_Texte choisi_:
###

Bangkok (Thaïlande) : cachez ces fils que je ne saurais voir

Patrick Chesneau

   Rester bouche bée devant l'étrange densité de la canopée urbaine en milieu tropical. Un spectacle des plus étonnants attend le visiteur profane au détour de chaque ruelle dans la ville géante. 

   Des kilomètres de fils électriques en hauteur. Auxquels s'ajoutent les raccordements téléphoniques et les connexions internet. Une forêt noire suspendue dans l'air empesé de la capitale du Royaume de Siam. Des enfilades de câbles tarabiscotés tentent d'agripper le premier pylône venu. S'enroulent façon python. Jettent leur dévolu sur le moindre poteau.

###

_Étiquettes des points d'objets_:
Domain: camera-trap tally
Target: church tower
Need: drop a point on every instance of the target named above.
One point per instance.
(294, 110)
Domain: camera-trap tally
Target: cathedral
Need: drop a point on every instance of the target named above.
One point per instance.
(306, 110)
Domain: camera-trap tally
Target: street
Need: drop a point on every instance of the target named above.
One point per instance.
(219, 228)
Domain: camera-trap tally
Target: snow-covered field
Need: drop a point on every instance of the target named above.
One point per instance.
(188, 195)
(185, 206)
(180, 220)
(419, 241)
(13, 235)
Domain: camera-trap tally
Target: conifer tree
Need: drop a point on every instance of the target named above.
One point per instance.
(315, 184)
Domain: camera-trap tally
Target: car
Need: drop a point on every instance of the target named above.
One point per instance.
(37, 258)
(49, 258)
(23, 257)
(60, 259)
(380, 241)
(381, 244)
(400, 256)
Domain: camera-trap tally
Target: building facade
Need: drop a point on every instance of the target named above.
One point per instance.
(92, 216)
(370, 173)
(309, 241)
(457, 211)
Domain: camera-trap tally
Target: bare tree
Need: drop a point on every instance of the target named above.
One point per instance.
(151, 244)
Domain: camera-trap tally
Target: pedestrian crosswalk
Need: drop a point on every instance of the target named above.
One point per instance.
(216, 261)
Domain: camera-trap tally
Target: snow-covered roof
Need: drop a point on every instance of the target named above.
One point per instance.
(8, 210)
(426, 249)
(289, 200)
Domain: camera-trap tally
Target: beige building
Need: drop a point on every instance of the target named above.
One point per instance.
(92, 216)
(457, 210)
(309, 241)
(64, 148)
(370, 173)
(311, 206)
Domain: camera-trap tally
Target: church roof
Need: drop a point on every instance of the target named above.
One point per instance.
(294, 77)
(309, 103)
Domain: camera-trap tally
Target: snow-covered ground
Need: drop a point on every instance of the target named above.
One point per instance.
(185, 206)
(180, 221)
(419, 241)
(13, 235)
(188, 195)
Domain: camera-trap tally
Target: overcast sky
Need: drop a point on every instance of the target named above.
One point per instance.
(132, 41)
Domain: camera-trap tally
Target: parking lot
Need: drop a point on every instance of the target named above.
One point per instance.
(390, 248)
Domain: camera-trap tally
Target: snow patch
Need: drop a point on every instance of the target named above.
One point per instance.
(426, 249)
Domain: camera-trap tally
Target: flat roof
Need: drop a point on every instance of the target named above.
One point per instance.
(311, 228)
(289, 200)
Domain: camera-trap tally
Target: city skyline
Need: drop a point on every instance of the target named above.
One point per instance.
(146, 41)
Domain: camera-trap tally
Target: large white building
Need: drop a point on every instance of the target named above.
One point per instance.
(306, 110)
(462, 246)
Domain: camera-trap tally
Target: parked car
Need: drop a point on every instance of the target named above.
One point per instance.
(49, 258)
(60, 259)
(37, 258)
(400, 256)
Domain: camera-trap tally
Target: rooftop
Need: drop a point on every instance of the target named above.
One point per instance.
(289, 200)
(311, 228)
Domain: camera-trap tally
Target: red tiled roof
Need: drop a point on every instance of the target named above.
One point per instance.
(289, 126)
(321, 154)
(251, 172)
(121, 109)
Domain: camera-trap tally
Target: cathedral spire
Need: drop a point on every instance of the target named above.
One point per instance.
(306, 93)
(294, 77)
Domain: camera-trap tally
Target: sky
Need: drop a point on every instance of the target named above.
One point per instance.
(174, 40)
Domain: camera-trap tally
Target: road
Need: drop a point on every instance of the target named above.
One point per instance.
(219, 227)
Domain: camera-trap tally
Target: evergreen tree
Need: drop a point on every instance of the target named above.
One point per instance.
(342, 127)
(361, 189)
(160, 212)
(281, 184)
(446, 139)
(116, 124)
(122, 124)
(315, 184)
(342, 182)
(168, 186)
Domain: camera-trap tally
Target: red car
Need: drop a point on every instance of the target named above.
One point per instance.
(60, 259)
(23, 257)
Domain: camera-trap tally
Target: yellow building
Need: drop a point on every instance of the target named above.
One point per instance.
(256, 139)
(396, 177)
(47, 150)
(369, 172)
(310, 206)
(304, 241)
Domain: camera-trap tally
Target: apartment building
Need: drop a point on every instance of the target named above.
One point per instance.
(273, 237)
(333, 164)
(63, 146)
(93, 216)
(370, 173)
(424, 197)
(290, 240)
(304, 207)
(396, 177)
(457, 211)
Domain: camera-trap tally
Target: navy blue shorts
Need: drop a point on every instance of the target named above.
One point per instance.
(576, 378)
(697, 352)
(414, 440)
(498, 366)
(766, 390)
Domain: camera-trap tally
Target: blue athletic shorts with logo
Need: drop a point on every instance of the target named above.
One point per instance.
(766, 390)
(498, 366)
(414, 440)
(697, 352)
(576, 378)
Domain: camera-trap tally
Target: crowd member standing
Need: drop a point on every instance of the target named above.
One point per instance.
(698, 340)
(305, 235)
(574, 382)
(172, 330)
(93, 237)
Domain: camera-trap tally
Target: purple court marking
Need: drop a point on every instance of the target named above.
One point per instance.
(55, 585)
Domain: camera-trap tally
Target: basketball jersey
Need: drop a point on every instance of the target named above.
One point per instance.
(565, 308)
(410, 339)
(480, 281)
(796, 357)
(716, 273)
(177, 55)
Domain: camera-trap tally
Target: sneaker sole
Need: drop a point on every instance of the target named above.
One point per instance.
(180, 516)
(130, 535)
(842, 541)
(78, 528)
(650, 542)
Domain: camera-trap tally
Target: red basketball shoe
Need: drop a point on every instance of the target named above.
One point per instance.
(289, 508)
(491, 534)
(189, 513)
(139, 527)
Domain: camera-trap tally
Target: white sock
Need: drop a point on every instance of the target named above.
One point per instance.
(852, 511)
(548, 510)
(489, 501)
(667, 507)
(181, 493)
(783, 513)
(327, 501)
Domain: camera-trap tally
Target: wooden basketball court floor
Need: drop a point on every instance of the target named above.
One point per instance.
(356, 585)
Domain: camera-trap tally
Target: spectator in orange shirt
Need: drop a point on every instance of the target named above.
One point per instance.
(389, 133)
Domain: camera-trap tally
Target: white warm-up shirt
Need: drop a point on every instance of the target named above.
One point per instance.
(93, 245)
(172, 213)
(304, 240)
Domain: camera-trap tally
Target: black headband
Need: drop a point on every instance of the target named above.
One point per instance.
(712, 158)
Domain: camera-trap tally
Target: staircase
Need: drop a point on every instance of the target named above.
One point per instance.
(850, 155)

###

_Exercices_:
1) Réécrivez sous forme de liste le paragraphe du texte sur les fils de Bangkok qui commence par « Des kilomètres de fils électriques », en gardant ses faits principaux.
2) Donnez la suite du texte sur les fils de Bangkok, après sa dernière phrase.

_Réponses par exercice_:
1)
- Des kilomètres de fils électriques passent en hauteur.
- Les raccordements téléphoniques et les connexions internet s'y ajoutent.
- L'ensemble forme une forêt noire suspendue dans l'air lourd de la capitale du Royaume de Siam.
- Des enfilades de câbles tortueux tentent de s'accrocher au premier pylône venu.
- Elles s'enroulent comme un python et prennent pour cible le moindre poteau.

2)
   L'ensemble est un méli-mélo insolite qui accroche immanquablement l'oeil des touristes et des expatriés encore non accoutumés à ce gigantesque foutoir.  Novices éberlués. Les Thaïs, eux, ont grandi avec. Ces grumeaux visuels font partie intégrante du paysage mental des quinze millions d'habitants de la Cité des Anges. On peut même dire que l'évidence des images fait corps avec leur cadre de vie ordinaire. Des pelotes sombres encombrent l'espace et obscurcissent la vue. A l'air libre, l'horizon est vite bouché.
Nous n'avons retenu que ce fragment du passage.